WORK TO DO:
1. Return, word for word, the stretch of the business continuity policy text from "What goes into" through "by impact severity.".
2. In the business continuity policy text, which two modules does BSI use to supplement Standard 200-4?
3. Continue the business continuity policy text, starting after its last sentence.

EXCERPTED TEXT:
* * * * * * *

Business Continuity Policy

Updated on 7 min Reviewed by: Cenedril Editorial
A.5.29A.5.30 ISO 27001NIS2 Art. 21(2)(c)BSI 200-4

The Business Continuity Policy governs how your organisation maintains operations when critical ICT services fail. Technical failure, cyberattack, natural disaster, human error, supply chain disruption — the cause is secondary. What matters is that pre-defined plans exist and can be activated immediately.

ISO 27001 dedicates two Annex A controls to the topic: A 5.29 (information security during disruption) and A 5.30 (ICT readiness for business continuity). NIS2 explicitly requires measures to maintain operations under Art. 21(2)(c), including backup management and crisis management. BSI provides a comprehensive BCM guide with Standard 200-4 and supplements it with DER.4 (emergency management) and CON.3 (backup concept). Further down you will find the complete template in English and German.

What does it actually cover?

Business continuity starts long before an incident occurs. The policy defines what preparations your organisation takes so that an outage remains manageable. This involves three layers: the organisational structure (who decides, who acts), the technical preparation (backups, redundancy, recovery plans) and regular verification (tests, training, lessons learned).

A 5.29 addresses the period during a disruption: when regular security controls no longer function (because a system is down, a site is unreachable, or emergency access is needed), compensating controls must step in. Who may access systems that are normally locked down? Which security requirements still apply in crisis mode? These questions sound straightforward, but they regularly cause chaos in practice when they have not been documented in advance.

A 5.30 covers preparation and recovery: Business Impact Analysis, ICT continuity plans with activation criteria and step-by-step instructions, contact lists, resource requirements and a testing cadence that ensures the plans actually work.

Why does it matter so much?

Regulatory breadth. NIS2 names business continuity in Art. 21(2)(c) as one of ten minimum measures. BSI dedicates an entire standard to the topic (200-4) and supplements it with DER.4 (emergency management) and CON.3 (backup concept). ISO 27001 requires two controls (A 5.29 and A 5.30) that depend on each other.

Economic weight. Every hour of downtime costs — directly through lost revenue, indirectly through eroded trust among customers and partners. The BIA makes these costs visible and provides the basis for investment decisions in redundancy and recovery capability.

Interface to IT operations and incident response. The business continuity policy takes over where normal IT operations reach their limits. It extends incident response processes with a focus on recovery and maintaining business operations. Without this policy, there is no bridge between “incident detected” and “business running again.”

What goes into it?

The template covers eight core areas — here are the most important at a glance:

  • ICT continuity organisation — BCM manager, recovery team leads, technical specialists, each with a backup person. Clear escalation paths and decision authority.
  • Business Impact Analysis (BIA) — identification of business-critical processes and supporting ICT services, RTO and RPO per service, prioritisation by impact severity.

* * * * * * *

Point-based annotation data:
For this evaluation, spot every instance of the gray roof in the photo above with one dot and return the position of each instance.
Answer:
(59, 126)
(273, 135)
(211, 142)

* * * * * * *

RESPONSES:
1.
What goes into it?

The template covers eight core areas — here are the most important at a glance:

  • ICT continuity organisation — BCM manager, recovery team leads, technical specialists, each with a backup person. Clear escalation paths and decision authority.
  • Business Impact Analysis (BIA) — identification of business-critical processes and supporting ICT services, RTO and RPO per service, prioritisation by impact severity.

2. DER.4 (emergency management) and CON.3 (backup concept).

3.
  • ICT continuity plans — activation criteria, step-by-step recovery, contact lists, resource requirements (hardware, licences, personnel), fallback procedures.
  • Security during disruption (A 5.29) — compensating controls for failed primary controls, disruption-mode procedures, emergency access rules.
  • Early warning indicators — capacity thresholds, replication lag, vendor degradation notices, automated alerting.
  • Backup concept — both creation and restoration, secure storage at geographically separated locations, regular restoration tests.
  • Test and exercise programme — tabletop exercises quarterly, technical recovery tests semi-annually, full simulations annually, documented results and improvement actions.
  • Training — annual training for recovery staff, awareness for all personnel on how to behave during disruptions.

How to roll it out

  1. 01

    Conduct a Business Impact Analysis

    Identify all business-critical processes and the ICT services that support them. Determine the RTO (how quickly must it be running again?) and RPO (how much data loss is tolerable?) for each service. This analysis is the foundation — without it, every subsequent step is guesswork. Involve the business units, because they understand the business impact of an outage far better than IT does.

  2. 02

    Build the continuity organisation

    Appoint a BCM manager, recovery team leads for each critical service, and technical specialists for execution. Every role needs a backup person — a plan that depends on a single individual is no plan at all. Document escalation paths and decision authority so that no time is wasted on jurisdiction questions during an actual incident.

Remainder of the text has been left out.